Zstd Codec on the GPU #2863

akshaysubr · 2025-02-25T16:15:20Z

This PR adds a Zstd codec that runs on the GPU using the nvCOMP 4.2 python APIs.

TODO:

Make fully async
Performance benchmarking
CPU-GPU roundtrip testing
Add unit tests and/or doctests in docstrings
Add docstrings and API docs for any new/modified user-facing classes and functions
New/modified features documented in docs/user-guide/*.rst
Changes documented as a new file in changes/
GitHub Actions have all passed
Test coverage is 100% (Codecov passes)

src/zarr/codecs/gpu.py

dstansby · 2025-02-28T09:09:22Z

Thanks for opening this PR! At the moment we do not have any codecs implemented in the zarr-python package, but instead store them in numcodecs. So although it looks like there are some zarr-python specific changes that are needed to support the new GPU codec, the actual codec should be implemented in numcodecs, and then imported in zarr-python.

Aim A
In the records, begin at the line that contains "Identify each instance of the straw" and continue through the end of the records. Write those lines again with "drop a marker" changed to "place a marker" and everything else left the same.

The input
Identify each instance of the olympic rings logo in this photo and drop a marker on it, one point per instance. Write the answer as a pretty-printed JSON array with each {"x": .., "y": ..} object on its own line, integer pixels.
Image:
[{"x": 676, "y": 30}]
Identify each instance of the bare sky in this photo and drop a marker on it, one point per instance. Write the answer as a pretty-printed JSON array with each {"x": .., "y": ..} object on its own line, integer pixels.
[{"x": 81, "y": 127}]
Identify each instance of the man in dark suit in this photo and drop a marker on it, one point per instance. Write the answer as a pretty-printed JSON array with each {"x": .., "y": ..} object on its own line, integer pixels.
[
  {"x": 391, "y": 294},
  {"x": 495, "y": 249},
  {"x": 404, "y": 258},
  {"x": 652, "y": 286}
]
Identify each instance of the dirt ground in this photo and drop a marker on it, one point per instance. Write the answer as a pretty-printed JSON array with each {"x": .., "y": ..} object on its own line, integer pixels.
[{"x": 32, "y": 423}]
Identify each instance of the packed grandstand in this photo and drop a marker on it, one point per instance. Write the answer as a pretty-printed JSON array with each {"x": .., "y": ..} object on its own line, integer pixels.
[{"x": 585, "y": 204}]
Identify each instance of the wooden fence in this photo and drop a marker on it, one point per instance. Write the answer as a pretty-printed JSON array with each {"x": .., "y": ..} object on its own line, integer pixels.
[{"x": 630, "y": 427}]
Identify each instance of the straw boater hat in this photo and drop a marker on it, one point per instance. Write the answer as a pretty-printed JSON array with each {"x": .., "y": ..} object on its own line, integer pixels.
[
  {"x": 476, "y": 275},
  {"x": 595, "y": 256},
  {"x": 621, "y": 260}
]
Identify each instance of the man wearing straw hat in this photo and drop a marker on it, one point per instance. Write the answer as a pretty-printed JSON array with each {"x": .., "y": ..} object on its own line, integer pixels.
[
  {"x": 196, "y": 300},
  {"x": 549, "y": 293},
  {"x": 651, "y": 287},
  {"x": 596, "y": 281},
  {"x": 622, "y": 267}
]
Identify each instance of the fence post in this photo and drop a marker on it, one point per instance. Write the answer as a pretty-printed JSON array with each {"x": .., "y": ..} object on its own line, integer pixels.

Aim B
Answer these questions from the thread on the Zstd GPU codec:
(i) Which version of the nvCOMP python APIs does the new codec use?
(ii) According to dstansby, in which package are codecs currently stored instead of zarr-python?
(iii) Which source file path is listed in the thread?

Full response A
Identify each instance of the straw boater hat in this photo and place a marker on it, one point per instance. Write the answer as a pretty-printed JSON array with each {"x": .., "y": ..} object on its own line, integer pixels.
[
  {"x": 476, "y": 275},
  {"x": 595, "y": 256},
  {"x": 621, "y": 260}
]
Identify each instance of the man wearing straw hat in this photo and place a marker on it, one point per instance. Write the answer as a pretty-printed JSON array with each {"x": .., "y": ..} object on its own line, integer pixels.
[
  {"x": 196, "y": 300},
  {"x": 549, "y": 293},
  {"x": 651, "y": 287},
  {"x": 596, "y": 281},
  {"x": 622, "y": 267}
]
Identify each instance of the fence post in this photo and place a marker on it, one point per instance. Write the answer as a pretty-printed JSON array with each {"x": .., "y": ..} object on its own line, integer pixels.

Full response B
(i) nvCOMP 4.2
(ii) numcodecs
(iii) src/zarr/codecs/gpu.py